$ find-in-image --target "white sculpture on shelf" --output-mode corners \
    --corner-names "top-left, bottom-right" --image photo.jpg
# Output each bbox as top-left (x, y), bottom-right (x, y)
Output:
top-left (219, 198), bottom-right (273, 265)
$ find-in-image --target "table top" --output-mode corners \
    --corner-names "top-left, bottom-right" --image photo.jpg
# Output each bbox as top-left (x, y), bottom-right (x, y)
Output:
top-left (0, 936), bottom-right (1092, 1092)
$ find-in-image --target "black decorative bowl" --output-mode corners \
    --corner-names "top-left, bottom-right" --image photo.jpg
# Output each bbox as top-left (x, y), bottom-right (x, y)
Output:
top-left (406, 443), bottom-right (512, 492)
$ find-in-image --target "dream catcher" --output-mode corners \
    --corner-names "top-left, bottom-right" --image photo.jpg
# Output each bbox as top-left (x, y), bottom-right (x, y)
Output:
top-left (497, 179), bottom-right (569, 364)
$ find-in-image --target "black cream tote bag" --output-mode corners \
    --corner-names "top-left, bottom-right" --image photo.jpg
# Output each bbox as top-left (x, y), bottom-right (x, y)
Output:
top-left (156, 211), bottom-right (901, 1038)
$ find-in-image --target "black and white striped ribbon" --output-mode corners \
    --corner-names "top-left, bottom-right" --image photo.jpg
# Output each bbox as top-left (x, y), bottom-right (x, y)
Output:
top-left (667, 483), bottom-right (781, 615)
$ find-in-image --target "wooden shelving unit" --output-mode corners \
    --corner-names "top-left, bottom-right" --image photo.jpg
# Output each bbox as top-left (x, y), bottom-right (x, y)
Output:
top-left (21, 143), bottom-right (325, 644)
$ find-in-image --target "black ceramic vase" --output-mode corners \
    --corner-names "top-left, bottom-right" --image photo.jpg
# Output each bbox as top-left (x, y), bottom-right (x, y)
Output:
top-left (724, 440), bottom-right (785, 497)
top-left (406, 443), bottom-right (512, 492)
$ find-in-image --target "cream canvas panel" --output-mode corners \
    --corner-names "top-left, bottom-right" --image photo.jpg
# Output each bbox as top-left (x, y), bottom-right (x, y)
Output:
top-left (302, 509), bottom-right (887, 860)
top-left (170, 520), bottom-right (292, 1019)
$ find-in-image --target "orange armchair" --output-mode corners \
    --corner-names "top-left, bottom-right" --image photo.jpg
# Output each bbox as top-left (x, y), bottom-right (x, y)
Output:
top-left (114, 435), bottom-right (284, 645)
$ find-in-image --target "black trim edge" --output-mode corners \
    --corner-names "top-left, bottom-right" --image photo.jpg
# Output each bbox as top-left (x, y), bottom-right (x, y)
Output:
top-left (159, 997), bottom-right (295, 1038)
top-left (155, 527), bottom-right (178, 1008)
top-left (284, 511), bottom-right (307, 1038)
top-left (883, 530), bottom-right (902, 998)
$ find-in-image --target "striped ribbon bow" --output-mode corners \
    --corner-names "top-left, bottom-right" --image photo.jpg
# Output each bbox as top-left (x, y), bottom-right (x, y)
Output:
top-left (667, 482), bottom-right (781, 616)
:::
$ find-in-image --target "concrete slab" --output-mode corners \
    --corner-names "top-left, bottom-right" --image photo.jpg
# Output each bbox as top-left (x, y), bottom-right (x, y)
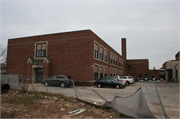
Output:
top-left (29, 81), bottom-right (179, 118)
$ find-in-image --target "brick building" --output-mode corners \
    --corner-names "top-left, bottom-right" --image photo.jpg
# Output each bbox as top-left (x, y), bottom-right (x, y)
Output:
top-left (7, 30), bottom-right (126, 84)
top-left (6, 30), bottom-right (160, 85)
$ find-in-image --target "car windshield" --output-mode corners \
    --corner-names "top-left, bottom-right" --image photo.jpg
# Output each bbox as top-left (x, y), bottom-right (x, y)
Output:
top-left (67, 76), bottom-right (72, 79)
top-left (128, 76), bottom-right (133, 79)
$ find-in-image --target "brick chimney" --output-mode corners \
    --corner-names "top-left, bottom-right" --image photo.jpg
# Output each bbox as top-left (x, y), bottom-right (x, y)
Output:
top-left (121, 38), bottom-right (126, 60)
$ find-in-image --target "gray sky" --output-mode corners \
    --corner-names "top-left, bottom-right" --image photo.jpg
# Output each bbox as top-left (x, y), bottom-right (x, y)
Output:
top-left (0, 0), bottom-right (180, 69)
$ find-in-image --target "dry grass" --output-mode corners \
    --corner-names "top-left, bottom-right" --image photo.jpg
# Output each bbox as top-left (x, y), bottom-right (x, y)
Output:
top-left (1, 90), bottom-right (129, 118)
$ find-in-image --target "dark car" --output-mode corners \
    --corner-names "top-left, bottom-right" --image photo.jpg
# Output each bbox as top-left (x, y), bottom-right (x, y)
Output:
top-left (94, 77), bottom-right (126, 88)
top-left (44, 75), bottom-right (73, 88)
:::
THE TASK:
How many lines in the records above contain the word "black"? Reply with the number only.

RESPONSE FOR THIS EXERCISE:
5